→ **Given information**
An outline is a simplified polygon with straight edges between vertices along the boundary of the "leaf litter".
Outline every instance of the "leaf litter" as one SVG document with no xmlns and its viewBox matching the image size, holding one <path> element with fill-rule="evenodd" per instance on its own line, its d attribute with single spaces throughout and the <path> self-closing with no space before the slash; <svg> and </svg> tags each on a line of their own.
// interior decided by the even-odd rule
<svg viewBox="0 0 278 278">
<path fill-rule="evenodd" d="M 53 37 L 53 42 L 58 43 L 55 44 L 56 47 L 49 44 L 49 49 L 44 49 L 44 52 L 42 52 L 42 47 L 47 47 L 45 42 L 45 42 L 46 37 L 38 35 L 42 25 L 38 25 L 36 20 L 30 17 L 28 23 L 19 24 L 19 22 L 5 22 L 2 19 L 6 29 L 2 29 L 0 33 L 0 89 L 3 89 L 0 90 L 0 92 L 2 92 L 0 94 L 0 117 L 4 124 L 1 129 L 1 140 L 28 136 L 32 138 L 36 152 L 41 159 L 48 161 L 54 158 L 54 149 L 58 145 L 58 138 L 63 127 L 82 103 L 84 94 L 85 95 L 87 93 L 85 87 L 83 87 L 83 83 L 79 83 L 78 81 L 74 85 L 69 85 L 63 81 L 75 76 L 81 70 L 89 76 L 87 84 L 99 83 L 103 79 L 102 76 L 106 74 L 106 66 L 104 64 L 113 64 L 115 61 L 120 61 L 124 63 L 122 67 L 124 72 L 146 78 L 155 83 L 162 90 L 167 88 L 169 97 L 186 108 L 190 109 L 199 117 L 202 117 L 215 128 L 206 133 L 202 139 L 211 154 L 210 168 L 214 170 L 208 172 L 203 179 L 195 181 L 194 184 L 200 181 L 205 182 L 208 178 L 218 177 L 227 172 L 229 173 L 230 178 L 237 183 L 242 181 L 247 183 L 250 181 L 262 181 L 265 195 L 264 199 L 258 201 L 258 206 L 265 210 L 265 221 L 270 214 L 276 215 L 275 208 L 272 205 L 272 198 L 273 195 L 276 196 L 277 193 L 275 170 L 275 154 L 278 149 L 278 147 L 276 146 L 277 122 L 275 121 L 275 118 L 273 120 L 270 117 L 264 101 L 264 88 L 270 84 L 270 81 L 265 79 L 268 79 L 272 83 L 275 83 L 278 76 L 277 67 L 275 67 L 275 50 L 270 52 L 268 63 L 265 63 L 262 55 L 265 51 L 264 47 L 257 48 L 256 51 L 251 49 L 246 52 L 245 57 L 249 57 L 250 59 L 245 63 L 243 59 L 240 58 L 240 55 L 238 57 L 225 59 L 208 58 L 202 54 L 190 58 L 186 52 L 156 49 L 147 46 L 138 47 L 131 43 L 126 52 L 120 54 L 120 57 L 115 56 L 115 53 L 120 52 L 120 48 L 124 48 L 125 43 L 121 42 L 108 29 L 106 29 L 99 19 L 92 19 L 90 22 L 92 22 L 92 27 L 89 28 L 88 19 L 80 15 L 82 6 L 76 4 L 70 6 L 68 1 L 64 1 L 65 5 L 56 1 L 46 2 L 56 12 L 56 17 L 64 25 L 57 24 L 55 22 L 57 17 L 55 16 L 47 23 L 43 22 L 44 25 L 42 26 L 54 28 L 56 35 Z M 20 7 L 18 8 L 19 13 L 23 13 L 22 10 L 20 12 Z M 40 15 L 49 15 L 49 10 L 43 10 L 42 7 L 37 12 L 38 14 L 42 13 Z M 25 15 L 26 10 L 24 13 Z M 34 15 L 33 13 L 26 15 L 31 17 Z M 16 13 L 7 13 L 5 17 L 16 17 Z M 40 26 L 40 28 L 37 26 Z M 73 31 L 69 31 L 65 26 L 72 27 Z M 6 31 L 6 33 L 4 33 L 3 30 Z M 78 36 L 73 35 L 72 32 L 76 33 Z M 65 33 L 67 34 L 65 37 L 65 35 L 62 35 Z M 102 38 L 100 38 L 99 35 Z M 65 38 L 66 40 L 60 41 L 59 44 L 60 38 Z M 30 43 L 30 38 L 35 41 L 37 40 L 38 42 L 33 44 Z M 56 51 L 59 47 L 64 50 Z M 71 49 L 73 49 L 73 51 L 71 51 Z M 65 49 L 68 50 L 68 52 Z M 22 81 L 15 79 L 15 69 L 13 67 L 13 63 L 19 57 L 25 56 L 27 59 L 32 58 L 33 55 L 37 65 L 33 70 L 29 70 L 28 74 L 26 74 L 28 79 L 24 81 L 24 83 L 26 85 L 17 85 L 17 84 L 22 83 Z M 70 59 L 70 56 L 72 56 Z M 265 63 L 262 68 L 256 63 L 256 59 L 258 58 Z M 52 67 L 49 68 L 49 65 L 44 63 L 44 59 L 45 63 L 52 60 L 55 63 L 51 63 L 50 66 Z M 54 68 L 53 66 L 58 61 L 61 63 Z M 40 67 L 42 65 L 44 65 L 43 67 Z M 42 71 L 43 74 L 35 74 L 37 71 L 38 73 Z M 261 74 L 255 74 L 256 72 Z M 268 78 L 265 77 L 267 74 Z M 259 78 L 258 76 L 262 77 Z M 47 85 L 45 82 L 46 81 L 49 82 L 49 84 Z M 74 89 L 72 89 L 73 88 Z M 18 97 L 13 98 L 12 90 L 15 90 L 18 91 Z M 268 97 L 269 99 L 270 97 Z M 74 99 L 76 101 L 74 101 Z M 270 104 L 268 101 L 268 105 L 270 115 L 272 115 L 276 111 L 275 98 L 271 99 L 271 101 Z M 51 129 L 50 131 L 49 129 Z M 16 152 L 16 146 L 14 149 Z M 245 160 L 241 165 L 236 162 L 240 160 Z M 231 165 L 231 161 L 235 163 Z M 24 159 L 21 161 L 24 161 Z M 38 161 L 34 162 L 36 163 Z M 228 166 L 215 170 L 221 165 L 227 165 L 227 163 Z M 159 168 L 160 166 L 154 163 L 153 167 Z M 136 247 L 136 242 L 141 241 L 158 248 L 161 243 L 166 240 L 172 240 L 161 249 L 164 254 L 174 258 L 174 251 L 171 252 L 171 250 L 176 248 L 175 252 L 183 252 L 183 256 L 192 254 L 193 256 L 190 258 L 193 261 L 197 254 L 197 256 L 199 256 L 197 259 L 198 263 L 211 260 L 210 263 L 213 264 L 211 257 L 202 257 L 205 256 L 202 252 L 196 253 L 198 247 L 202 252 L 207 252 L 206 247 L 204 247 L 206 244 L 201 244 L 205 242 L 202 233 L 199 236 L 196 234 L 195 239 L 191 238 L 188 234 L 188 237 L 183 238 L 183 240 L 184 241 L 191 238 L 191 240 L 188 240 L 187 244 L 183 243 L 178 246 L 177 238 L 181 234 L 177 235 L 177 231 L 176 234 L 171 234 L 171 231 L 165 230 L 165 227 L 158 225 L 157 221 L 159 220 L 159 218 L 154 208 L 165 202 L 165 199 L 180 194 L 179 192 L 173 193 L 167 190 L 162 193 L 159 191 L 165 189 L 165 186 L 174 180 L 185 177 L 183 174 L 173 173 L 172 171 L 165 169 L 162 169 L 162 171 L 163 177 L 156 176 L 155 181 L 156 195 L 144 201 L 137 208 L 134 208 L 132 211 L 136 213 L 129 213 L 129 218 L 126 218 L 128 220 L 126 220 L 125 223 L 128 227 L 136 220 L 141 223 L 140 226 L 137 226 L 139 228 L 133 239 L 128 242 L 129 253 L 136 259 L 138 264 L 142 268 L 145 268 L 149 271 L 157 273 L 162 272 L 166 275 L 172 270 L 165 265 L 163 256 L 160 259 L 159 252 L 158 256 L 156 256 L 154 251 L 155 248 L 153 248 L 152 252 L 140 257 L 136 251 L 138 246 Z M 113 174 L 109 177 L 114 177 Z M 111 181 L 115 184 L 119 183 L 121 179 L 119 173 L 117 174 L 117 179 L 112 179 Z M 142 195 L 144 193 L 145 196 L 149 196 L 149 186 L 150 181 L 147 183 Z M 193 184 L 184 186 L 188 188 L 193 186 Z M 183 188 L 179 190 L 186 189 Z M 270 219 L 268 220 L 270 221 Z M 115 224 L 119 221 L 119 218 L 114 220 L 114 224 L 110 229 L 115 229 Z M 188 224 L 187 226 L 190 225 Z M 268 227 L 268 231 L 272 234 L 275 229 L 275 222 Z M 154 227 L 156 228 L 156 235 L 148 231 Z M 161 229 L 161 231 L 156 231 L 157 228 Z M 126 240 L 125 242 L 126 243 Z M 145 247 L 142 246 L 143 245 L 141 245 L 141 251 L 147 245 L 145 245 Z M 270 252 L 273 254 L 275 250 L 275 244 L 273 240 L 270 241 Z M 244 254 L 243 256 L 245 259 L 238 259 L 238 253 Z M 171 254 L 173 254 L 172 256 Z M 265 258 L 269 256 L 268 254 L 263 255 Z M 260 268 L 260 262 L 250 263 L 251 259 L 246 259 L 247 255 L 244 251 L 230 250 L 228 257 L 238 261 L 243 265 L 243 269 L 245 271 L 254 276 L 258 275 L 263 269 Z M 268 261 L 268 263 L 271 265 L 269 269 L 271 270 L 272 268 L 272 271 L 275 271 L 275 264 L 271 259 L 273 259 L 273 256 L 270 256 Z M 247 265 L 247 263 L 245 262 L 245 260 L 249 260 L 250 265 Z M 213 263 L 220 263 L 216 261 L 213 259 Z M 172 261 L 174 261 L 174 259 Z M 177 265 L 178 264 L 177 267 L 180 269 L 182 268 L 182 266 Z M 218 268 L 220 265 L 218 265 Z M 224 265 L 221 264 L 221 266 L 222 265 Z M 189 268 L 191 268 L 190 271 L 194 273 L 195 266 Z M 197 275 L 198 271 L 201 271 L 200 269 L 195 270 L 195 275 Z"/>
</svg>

→ **Task statement**
Please recast the data from its start through the line containing "Outline every instance" as a JSON list of strings, with one string per line and blank lines omitted.

→ **Task solution**
[
  "An outline is a simplified polygon with straight edges between vertices along the boundary of the \"leaf litter\".",
  "Outline every instance of the \"leaf litter\" as one SVG document with no xmlns and its viewBox matching the image size, holding one <path> element with fill-rule=\"evenodd\" per instance on its own line, its d attribute with single spaces throughout and the <path> self-closing with no space before the slash; <svg> and </svg> tags each on a line of their own."
]